** Goal **
Reproduce each of the lines word for word.

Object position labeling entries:

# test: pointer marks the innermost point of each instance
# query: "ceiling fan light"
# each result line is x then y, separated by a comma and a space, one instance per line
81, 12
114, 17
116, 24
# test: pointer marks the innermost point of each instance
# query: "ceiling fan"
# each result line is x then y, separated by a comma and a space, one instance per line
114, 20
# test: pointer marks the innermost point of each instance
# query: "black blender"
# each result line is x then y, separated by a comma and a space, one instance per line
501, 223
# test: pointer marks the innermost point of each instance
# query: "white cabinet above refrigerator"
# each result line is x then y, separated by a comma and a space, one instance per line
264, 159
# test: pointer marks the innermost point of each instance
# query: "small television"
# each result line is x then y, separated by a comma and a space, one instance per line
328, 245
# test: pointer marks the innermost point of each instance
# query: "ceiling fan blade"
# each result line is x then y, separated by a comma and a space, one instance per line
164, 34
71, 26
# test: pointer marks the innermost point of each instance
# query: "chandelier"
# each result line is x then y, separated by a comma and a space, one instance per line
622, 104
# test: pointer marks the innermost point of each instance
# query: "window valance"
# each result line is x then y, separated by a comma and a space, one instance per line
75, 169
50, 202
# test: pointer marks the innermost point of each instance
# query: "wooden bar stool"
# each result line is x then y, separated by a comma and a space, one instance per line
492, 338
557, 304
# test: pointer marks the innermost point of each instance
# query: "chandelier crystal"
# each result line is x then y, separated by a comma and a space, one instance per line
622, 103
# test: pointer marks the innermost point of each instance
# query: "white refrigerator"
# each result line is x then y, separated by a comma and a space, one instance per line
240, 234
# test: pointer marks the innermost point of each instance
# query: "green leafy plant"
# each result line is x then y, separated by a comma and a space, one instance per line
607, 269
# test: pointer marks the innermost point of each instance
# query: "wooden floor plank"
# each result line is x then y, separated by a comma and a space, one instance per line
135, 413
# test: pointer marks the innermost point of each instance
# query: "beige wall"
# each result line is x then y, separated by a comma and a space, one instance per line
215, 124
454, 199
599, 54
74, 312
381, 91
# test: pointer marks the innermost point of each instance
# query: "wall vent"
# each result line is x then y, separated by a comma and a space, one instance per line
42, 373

** Output for this task **
# test: pointer marks the innermost point of each instance
# query: "ceiling fan light"
# each result line is x then y, separated by a comma and a space, one instance per line
81, 12
114, 17
116, 24
# test: pointer marks the innermost point of each instance
# query: "ceiling fan"
# each result line is x then y, separated by a comma and a space, one instance per line
114, 20
# test: pointer marks the innermost point of each instance
# query: "black blender"
# each result line is x then y, separated by a comma and a space, one instance per line
501, 223
# test: pointer marks the innermost point of each instance
# query: "white cabinet above refrigerator"
# each result line is x then y, separated by a comma and a space, one instance per line
264, 159
# test: pointer marks the innermost point of each instance
# query: "small television"
# each result line is x then y, separated by a comma and a space, one instance per line
328, 245
# test: pointer marks the innermost point of each instance
# query: "ceiling fan blade"
# each result line is x then y, separated by a comma and a space, one instance per line
164, 34
71, 26
# test: pointer marks the innermost point of each instance
# query: "chandelier"
# each result line is x then y, separated by a comma and a space, one instance per line
622, 104
# test: pointer marks the innermost point of each instance
# query: "window valance"
# each result line is x then y, separated by a comma and a space, one instance per line
75, 169
50, 202
# test: pointer marks the innermost point of each instance
# query: "wooden bar stool"
# each result line is x then y, separated by a comma and a space, one instance per line
492, 338
557, 304
# test: pointer marks the innermost point of each instance
# query: "chandelier crystal"
# each result line is x then y, separated by a comma and a space, one instance per line
622, 103
# test: pointer marks the innermost point of each instance
# query: "white refrigerator"
# each result line is x then y, separated by a comma and a space, one instance per line
240, 234
# test: pointer marks the innermost point of each instance
# query: "green leafy plant"
# each result line is x then y, separated by a comma and a space, one instance per line
607, 269
# test: pointer marks the innermost point of each instance
# query: "wooden floor plank"
# each result line is x then y, separated by a comma and a space, one instance per line
135, 413
# test: pointer marks the innermost point of each instance
# query: "beige wall"
# each result line is x then y, separated by a comma and a space, one instance per line
215, 124
454, 199
599, 54
74, 312
381, 91
# test: pointer marks the innermost point of each instance
# query: "wall vent"
# each result line is x then y, separated by a comma and a space, one instance per line
42, 373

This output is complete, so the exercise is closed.